● **What to produce**
In the discussion below about training the lower back, list every activity that the last comment gives as an example of upright exercise where lower back strength matters.

● **Reading text**
I recently just starting working out at a gym, and people told me that I should really work on my lower back and not to skip it etc.

I can understand that it is better to work out all my muscles in my body and not skip any, but what does working out lower back help me with?

Like, does it help my posture or weight lifting?

  • I personally suggest that if you are going to add any special exercises just for your lower back, try to improve your lower back endurance instead of it's strength.
    – Michael C.
    Commented Mar 15, 2015 at 11:46
  • @TuğberkKocatekin how can I do that? Commented Mar 16, 2015 at 8:41
  • Making sure your form is tight, going for repetitions, or holds for time. I believe partial deadlifts, (the upper half) is a great exercise for the back.
    – Michael C.
    Commented Mar 16, 2015 at 9:18

4 Answers 4


The muscles of the lower back play a critical role in posture, weightlifting (the specific sport), and lifting weights (generally). They keep your torso erect, making them helpful during just about every physical activity that involves running, bearing a load, or jumping. A strong lower back makes back pain and back injury less likely and aids in sports performance of all kinds.

So yes, it's kind of a good idea to strengthen the lower back.

  • Just adding to this, "lower back" exercises (like squats, deadlifts, and cleans) tend to also work the hips, abs, and glutes. They tend to have a light side benefits, especially towards balanced "core" muscles.
    – Eric
    Commented Feb 22, 2015 at 16:14
  • 1
    +1. The lower back is essentially where you distribute power that comes from the ground up. This makes lower back strength crucial for any upright exercise, even if it isn't lower back oriented. Could be anything from running and jumping, to military pressing and upright rows. Posture is key! And the lower back is the single biggest "joint" in your posture.

● **Dataset entries**
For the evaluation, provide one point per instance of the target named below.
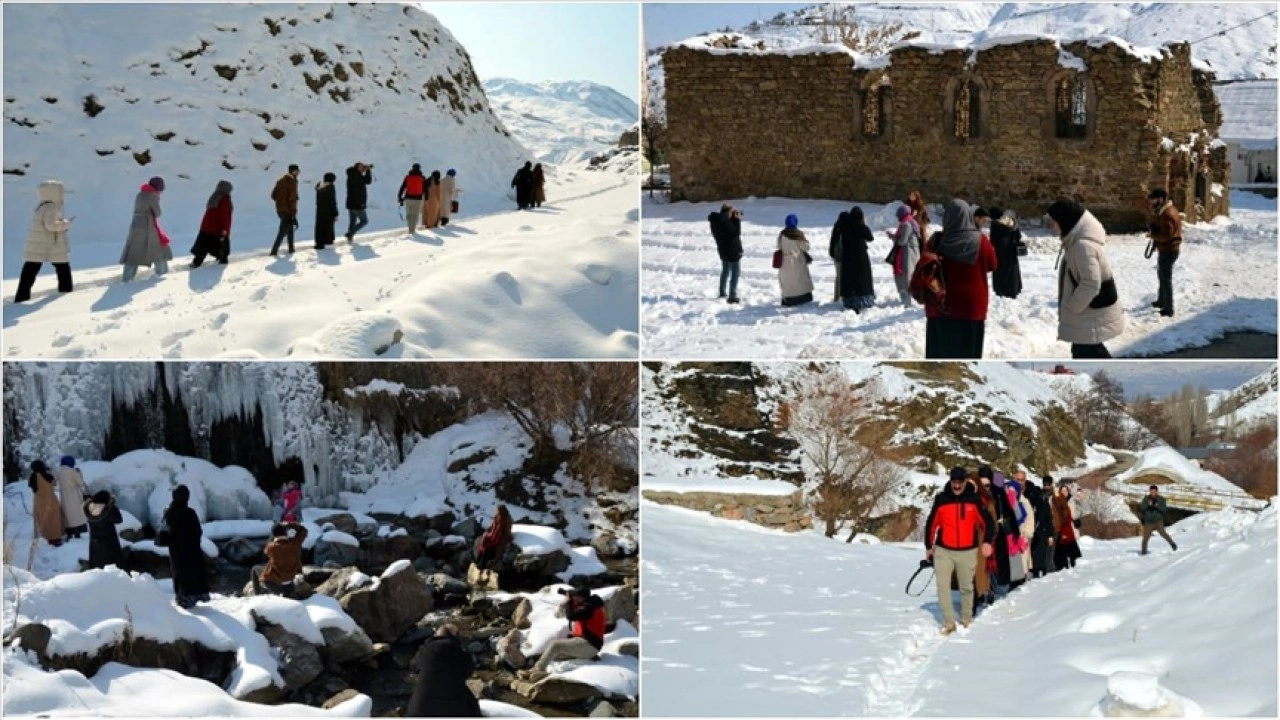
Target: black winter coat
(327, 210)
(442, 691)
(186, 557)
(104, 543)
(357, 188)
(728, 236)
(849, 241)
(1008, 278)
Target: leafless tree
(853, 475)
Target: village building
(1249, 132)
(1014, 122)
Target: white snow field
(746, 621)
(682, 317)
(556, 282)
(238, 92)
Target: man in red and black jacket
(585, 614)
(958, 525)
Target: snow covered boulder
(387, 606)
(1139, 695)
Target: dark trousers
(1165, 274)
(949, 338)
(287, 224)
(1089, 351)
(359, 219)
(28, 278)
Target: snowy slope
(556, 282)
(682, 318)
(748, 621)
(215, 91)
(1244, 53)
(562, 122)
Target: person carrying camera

● **Solution**
running, jumping, military pressing, upright rows